------ Working data ------

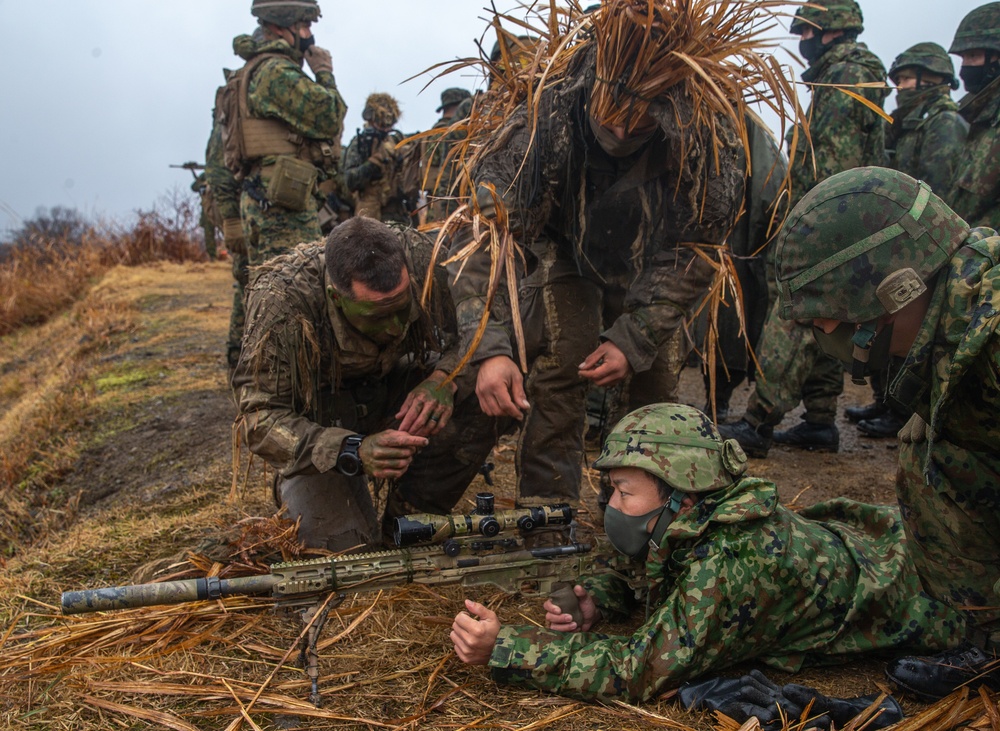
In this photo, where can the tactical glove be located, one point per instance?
(755, 695)
(914, 431)
(232, 235)
(319, 60)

------

- [Your instructions]: Change "tactical glove" to "work glove" throughout the records and write all the lines out again, with everything else unchanged. Leave the pictures out of your answer.

- [Final result]:
In this photo, where can the work glove be located, one point per instance?
(755, 695)
(914, 431)
(232, 235)
(319, 60)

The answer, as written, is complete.